Instructions for the task: Copy every line of the records below word for word, changing nothing.

□ □ □ □

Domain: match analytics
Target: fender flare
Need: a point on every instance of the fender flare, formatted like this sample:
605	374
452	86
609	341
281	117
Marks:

□ □ □ □

Task solution:
Domain: match analytics
Target: fender flare
Need: a point on every instance of the fender flare, formatted like this sample:
605	374
452	86
609	341
281	117
Marks:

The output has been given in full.